(Image point grounding data)
= = = = =
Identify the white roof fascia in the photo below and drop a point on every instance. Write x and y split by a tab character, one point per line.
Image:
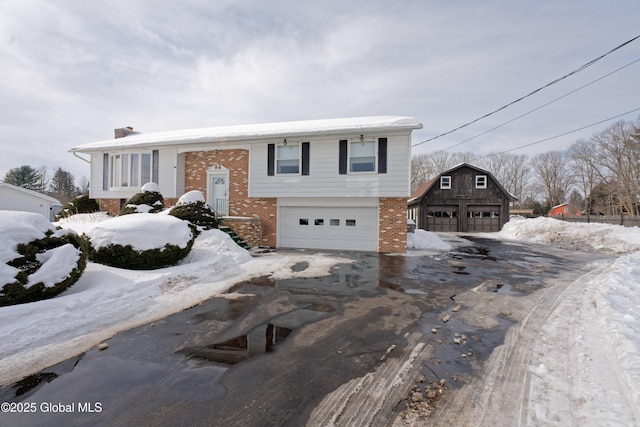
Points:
257	131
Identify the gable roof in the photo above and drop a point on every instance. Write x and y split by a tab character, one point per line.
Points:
257	131
29	192
425	187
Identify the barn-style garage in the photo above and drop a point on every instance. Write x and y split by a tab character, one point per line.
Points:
462	199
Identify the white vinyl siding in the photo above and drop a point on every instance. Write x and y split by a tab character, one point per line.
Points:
288	159
362	156
166	171
324	179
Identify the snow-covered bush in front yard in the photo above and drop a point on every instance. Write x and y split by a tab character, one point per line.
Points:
38	261
141	242
149	200
192	207
80	204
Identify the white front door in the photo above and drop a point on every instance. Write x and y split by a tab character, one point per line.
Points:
219	192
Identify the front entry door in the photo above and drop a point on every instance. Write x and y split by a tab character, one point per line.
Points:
219	193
= = = = =
◆ **Task requirements**: Give back each entry verbatim but drop its pictures.

◆ **Solution to the exercise**:
Identify the white roof fascia in the photo below and drop a point on every instance. Write x and y split by a tab character, one point per line.
Image:
Points:
257	131
Identify the gable roof in the photo above and drop a point on every instance. Write x and y split by a tab character, one point per line.
Points:
257	131
29	192
425	187
Identify the barn-style garage in the photo above and drop a point on every instance. Write x and y split by a tab character, one point per line.
Points:
462	199
Identify the white vinyl siding in the photo above and drop a point on every instance. Write x and y split by a tab character, one point per line.
Points:
288	159
362	156
166	171
324	179
Identify the snow-covered bush in front yard in the photo above and drop a point on every instance. Write x and y split by a tab character, one point per line.
Points:
38	261
141	242
149	200
192	207
80	204
Identify the white front door in the photo above and drop a point on every instance. Write x and y split by a tab character, one point per line.
Points:
219	192
Identify the front entry door in the photo above and drop a point on every instance. Write x and y split by a tab character, one point per line.
Points:
219	193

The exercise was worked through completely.